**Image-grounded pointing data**
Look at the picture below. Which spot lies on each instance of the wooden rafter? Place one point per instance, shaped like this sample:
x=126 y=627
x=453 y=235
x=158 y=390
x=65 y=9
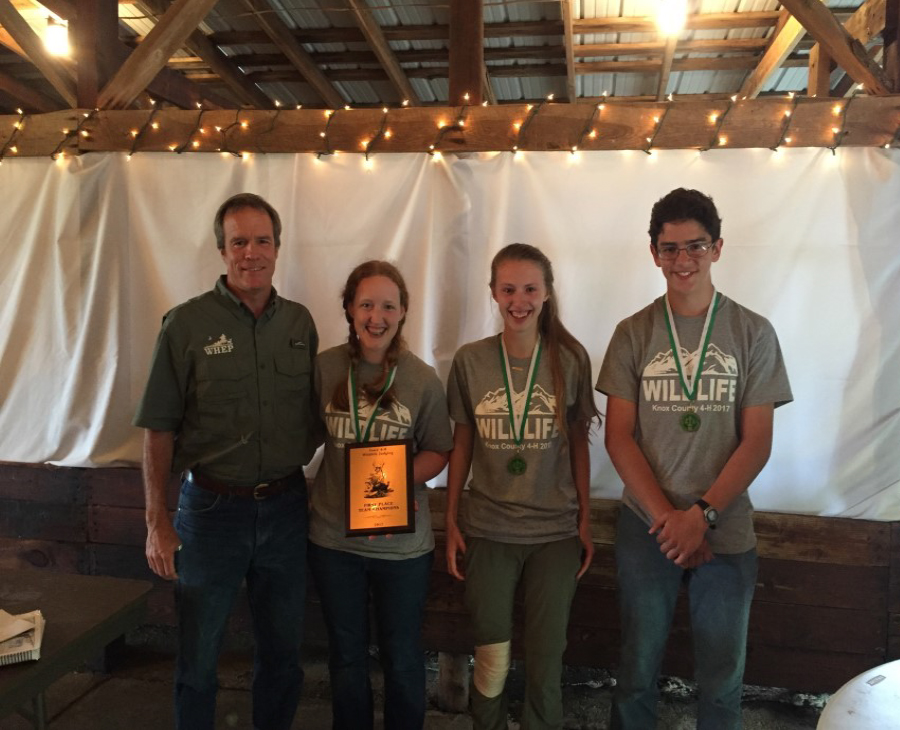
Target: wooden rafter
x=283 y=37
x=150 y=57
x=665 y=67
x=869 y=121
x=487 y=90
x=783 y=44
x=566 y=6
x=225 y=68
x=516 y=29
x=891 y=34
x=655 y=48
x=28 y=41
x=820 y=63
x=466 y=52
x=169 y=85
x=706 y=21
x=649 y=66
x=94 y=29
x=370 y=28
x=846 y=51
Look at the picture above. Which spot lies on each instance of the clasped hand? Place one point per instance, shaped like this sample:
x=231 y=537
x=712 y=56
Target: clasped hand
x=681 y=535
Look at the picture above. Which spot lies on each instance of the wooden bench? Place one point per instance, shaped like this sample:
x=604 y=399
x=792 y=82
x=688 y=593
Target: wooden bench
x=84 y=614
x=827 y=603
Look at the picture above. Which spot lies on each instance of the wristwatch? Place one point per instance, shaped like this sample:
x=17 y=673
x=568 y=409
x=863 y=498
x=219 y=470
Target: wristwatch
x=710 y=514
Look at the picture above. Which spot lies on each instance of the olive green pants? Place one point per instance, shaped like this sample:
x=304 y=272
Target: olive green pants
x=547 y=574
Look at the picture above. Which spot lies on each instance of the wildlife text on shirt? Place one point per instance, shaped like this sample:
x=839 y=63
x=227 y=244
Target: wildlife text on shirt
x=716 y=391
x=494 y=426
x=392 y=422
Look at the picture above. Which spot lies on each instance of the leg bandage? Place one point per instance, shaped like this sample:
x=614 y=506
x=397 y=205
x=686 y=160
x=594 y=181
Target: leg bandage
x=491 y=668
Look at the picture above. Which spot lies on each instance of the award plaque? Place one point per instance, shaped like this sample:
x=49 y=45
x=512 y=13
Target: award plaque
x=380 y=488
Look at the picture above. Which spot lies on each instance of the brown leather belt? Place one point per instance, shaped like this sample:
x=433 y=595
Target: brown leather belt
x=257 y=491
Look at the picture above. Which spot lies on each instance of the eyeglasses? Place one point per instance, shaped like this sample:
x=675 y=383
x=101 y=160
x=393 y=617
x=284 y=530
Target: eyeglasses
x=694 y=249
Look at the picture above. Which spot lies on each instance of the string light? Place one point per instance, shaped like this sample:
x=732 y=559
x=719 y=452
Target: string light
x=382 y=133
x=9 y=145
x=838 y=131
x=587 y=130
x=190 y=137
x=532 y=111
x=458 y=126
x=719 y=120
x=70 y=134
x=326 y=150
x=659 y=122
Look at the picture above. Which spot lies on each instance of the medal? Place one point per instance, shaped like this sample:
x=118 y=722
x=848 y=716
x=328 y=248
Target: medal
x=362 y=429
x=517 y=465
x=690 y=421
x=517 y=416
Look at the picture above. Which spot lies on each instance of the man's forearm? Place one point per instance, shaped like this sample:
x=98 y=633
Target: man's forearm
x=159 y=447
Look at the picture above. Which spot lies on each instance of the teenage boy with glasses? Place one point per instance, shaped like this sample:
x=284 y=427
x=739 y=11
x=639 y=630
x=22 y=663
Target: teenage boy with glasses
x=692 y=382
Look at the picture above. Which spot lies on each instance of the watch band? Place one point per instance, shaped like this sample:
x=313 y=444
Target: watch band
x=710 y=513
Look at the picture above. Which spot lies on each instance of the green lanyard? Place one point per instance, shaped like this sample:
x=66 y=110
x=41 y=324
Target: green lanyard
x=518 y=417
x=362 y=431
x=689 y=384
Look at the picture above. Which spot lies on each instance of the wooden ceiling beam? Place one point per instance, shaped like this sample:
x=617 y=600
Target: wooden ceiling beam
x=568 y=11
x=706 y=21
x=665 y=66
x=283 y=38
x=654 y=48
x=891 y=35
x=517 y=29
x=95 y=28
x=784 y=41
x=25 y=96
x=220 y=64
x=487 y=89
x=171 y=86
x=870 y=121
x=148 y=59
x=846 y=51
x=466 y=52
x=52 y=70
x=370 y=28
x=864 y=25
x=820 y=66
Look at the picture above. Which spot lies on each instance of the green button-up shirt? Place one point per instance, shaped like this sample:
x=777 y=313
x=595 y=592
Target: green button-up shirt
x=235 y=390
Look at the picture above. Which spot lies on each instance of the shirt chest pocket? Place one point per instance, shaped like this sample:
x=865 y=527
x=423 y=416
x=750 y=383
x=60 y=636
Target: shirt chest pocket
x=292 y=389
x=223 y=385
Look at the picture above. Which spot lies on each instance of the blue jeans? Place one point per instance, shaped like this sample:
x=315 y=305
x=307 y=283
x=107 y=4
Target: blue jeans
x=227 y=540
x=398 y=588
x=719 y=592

**Activity**
In repeating the lines above, keep the wording exact and leave every picture out.

**Answer to this problem**
Look at the picture below. Which spot lies on each instance of the wooden rafter? Place one point per instance, shaped like this sample:
x=126 y=627
x=453 y=235
x=158 y=390
x=65 y=9
Target: wooden rafter
x=283 y=37
x=150 y=57
x=665 y=67
x=869 y=121
x=487 y=90
x=783 y=44
x=566 y=6
x=225 y=68
x=516 y=29
x=891 y=34
x=655 y=48
x=28 y=41
x=820 y=63
x=466 y=52
x=169 y=85
x=706 y=21
x=649 y=66
x=94 y=29
x=370 y=28
x=846 y=51
Look at the picture above. Which spot lies on each instance of the clasped hand? Place one point per instance, shaped like this sample:
x=231 y=537
x=712 y=56
Target: clasped hand
x=681 y=535
Look at the picture above. Which spot lies on each instance of the wooden bench? Place one point per instance, shaped like this sample:
x=604 y=399
x=792 y=82
x=688 y=593
Target: wooden bench
x=84 y=614
x=827 y=603
Look at the picture above. Which spot lies on each instance of the wristwatch? Place one point per instance, shaped like this sample:
x=17 y=673
x=568 y=409
x=863 y=498
x=219 y=470
Target: wristwatch
x=710 y=514
Look at the picture above. Which spot lies on each instance of the olive green pants? Place one point per instance, shaped like this sample:
x=304 y=272
Target: olive green pants
x=547 y=574
Look at the picture above. Which spot lies on each instance of the wildlife text on shirt? Place one point per instance, shaped like this sample:
x=839 y=63
x=227 y=244
Target: wildlife text on shirt
x=716 y=391
x=494 y=426
x=392 y=422
Look at the picture above. Which spot lies on each instance of the leg bandage? Place one point per instance, shaped like this sample:
x=614 y=506
x=397 y=205
x=686 y=160
x=594 y=181
Target: leg bandage
x=491 y=668
Look at the picture above. Which spot lies on each instance of the award plaque? Place one point per instance, shaped like this sample:
x=49 y=45
x=512 y=13
Target: award plaque
x=380 y=488
Look at the picture above. Which spot lies on each instance of the brown leather belt? Place one point per instance, shaped like this sample:
x=433 y=595
Target: brown leather belt
x=257 y=491
Look at the picture above. Which spot lies on each instance of the eyeglasses? Place one point per instance, shaped like this sample:
x=675 y=383
x=101 y=160
x=393 y=617
x=284 y=530
Target: eyeglasses
x=694 y=249
Look at the picture above. Which spot lies on each instance of the string light? Place one point per instance, shaped like this sample:
x=732 y=559
x=719 y=452
Target: string light
x=382 y=133
x=9 y=145
x=838 y=131
x=587 y=130
x=190 y=137
x=532 y=111
x=458 y=126
x=719 y=120
x=70 y=134
x=326 y=150
x=659 y=122
Look at the picture above. Which spot lies on each instance of the medal? Place one point per instance, shaped like this sample:
x=118 y=722
x=848 y=716
x=328 y=248
Target: medal
x=362 y=429
x=517 y=465
x=690 y=421
x=517 y=416
Look at the picture above. Which spot lies on each instance of the man's forearm? Place one point per instance, shaped like this sample:
x=98 y=633
Target: man's forearm
x=159 y=447
Look at the picture above. Which spot lies on each instance of the teenage boy with glasses? Place one point per instance, shaped like this sample:
x=284 y=427
x=739 y=11
x=639 y=630
x=22 y=663
Target: teenage boy with glasses
x=692 y=382
Look at the picture above. Which spot lies on each instance of the watch band? Place one point per instance, shaped like this sample:
x=313 y=444
Target: watch band
x=710 y=513
Look at the picture above. Which spot lies on each instance of the green lanyard? Place one point per instance, shaped like this sample:
x=66 y=110
x=41 y=324
Target: green lanyard
x=518 y=417
x=362 y=431
x=689 y=384
Look at the picture above. Which spot lies on each instance of the wooden ceiling beam? Place one point per instance, shaped like this sample:
x=617 y=600
Target: wooden ceiling beam
x=568 y=11
x=706 y=21
x=665 y=66
x=283 y=38
x=654 y=48
x=891 y=35
x=517 y=29
x=95 y=28
x=784 y=41
x=25 y=96
x=220 y=64
x=487 y=89
x=171 y=86
x=870 y=121
x=148 y=59
x=846 y=51
x=466 y=52
x=52 y=70
x=370 y=28
x=864 y=25
x=820 y=66
Look at the picture above. Which spot lies on each instance of the green button-up shirt? Place one point per instance, shaped like this sample:
x=777 y=313
x=595 y=592
Target: green button-up shirt
x=235 y=390
Look at the picture above. Which spot lies on each instance of the shirt chest pocket? Place one point per instance, shaped like this sample:
x=865 y=527
x=423 y=416
x=750 y=383
x=60 y=636
Target: shirt chest pocket
x=292 y=389
x=223 y=385
Look at the picture above. Which spot lies on each instance of the blue jeans? Place one point per instance, shaped like this sample:
x=315 y=305
x=307 y=283
x=107 y=4
Target: blue jeans
x=227 y=540
x=398 y=588
x=719 y=592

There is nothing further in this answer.